TEXT SECTION |
--- START ---

Finnish photographer

Räshid Nasretdin (born Abdul-Räshid, Рәшит (Габдеррәшит) Насретдин; 14 July 1920 – 28 August 2010) was a Finnish photographer of Tatar descent, who operated his own shop in Helsinki for decades with his wife. Among the people he captured include notable politicians and artists. Nasretdin moved to Finland from Russia as a child.

== Biography ==
Abdul-Räshid (later Räshid) Nasretdin was born as the son of Fähretdin Nasretdinoff in a Nizhny Novgorod Governorate village named Aktuk. He came to Finland when he was two years old and at first lived in Lappeenranta and after that in Helsinki. He studied to become a housebuilder but through his classmate he eventually became interested in photography.

In 1945, Nasretdin married. With his wife Habibä Sadik he operated a photography shop in Helsinki for over forty years. Their other son, Samil, has continued with the shop since, located in Fredrikinkatu.

--- END ---

RECORDS SUPPLIED |
--- START ---

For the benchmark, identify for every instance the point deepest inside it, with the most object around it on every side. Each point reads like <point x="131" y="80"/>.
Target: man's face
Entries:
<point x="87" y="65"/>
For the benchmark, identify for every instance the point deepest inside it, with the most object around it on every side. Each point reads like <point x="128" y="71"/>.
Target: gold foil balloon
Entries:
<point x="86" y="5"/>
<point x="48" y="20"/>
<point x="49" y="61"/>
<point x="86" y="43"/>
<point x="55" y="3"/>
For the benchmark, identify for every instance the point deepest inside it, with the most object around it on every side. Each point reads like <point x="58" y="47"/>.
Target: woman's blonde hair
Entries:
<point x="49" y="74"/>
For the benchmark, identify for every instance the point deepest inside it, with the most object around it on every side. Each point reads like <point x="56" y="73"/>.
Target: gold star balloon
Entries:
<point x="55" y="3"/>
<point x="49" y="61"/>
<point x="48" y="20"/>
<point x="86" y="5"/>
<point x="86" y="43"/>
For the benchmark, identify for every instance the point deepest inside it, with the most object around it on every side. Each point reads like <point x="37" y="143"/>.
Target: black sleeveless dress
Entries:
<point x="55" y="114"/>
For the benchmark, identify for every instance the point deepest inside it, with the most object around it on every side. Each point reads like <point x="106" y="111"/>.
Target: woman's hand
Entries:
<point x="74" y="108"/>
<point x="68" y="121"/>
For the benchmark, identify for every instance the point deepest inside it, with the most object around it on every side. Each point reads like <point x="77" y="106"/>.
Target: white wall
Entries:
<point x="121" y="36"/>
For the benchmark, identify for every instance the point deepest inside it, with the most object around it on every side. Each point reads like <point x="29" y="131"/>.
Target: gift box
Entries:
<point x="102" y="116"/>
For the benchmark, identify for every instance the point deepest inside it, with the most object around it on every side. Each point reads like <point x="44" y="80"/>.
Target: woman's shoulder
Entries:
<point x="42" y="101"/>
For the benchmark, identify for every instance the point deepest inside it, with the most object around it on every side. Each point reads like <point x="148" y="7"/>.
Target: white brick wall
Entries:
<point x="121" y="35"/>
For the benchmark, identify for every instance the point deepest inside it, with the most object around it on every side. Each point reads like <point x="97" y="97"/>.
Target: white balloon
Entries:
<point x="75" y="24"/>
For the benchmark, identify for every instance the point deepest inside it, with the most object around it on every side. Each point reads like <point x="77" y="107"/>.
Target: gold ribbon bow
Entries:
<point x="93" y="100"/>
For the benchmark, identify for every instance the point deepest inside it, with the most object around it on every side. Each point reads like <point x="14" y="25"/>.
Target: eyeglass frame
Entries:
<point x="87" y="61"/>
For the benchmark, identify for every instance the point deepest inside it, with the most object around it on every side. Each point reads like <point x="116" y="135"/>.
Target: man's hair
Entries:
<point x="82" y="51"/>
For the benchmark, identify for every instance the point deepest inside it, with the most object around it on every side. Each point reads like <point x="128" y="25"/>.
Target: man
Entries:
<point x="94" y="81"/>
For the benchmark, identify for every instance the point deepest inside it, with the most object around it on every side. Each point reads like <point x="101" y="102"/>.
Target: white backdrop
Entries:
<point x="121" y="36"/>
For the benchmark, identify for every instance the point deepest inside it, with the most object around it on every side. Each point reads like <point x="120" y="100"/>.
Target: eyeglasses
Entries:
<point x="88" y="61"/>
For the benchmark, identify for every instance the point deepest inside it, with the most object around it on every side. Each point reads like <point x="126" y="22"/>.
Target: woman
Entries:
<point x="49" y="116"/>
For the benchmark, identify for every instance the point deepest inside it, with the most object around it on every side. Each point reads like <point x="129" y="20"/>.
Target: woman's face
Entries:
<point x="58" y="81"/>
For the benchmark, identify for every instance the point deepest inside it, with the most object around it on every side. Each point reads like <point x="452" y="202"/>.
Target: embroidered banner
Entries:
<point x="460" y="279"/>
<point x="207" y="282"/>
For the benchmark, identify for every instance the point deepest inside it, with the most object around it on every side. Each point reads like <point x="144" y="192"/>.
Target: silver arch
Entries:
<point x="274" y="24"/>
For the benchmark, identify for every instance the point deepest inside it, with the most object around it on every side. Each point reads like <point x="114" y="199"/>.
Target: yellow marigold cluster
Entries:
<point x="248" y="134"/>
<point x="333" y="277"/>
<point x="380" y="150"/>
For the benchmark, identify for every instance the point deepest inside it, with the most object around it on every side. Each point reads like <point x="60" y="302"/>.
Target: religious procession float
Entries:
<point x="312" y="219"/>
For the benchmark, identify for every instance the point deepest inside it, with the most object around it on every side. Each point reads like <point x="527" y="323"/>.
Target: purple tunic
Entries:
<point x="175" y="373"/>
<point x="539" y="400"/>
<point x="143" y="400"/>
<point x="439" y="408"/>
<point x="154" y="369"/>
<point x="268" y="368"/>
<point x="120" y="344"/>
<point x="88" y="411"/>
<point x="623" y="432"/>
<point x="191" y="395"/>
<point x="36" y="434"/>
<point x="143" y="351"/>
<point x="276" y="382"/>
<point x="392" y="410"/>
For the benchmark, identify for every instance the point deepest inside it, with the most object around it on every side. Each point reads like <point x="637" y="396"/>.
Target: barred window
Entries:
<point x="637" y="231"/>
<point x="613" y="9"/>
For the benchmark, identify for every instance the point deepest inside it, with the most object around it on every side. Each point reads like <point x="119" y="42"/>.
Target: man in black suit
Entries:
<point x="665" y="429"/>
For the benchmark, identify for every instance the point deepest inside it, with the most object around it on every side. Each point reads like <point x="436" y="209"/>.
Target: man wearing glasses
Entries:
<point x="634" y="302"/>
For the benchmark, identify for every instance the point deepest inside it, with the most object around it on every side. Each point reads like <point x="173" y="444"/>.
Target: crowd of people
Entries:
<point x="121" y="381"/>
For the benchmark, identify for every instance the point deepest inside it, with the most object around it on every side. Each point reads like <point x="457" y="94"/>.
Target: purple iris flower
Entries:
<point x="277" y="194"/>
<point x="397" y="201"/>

--- END ---

PROBLEMS TO WORK ON |
**1)** Answer from the Räshid Nasretdin text:
(a) In which city did Nasretdin run his photography shop?
(b) What did he first study to become?
(c) In what year did he marry?
**2)** Write the next part of the Räshid Nasretdin text, picking up after its final sentence.

EXPECTED RESPONSES |
**1)**
(a) Helsinki
(b) A housebuilder
(c) 1945

**2)**
Nasretdin's work was versatile. He photographed sports events, daily life and notable figures, both Finnish and foreign. Local people who Nasretdin photographed include for example presidents Kaarlo Juho Ståhlberg and Urho Kekkonen, architect Alvar Aalto, sculptor Wäinö Aaltonen and actor Tauno Palo. Wide variety of international guests include Prince Tsuneyoshi, Princess Sibylla, politician Nikolai Bulganin, actor Gregory Peck and Kazan Tatar composer Röstäm Yäxin.

Nasretdin was an active member in different photography clubs and unions. He was awarded an artist's pension in 1987 and also other accolades. During his later years, after retiring from his profession, Nasretdin spent his days boating and fishing at his house in Dalsbruk. Nasretdin treated his sick wife for her final years. Nasretdin himself died at the age of 90 in Myllypuro, Helsinki.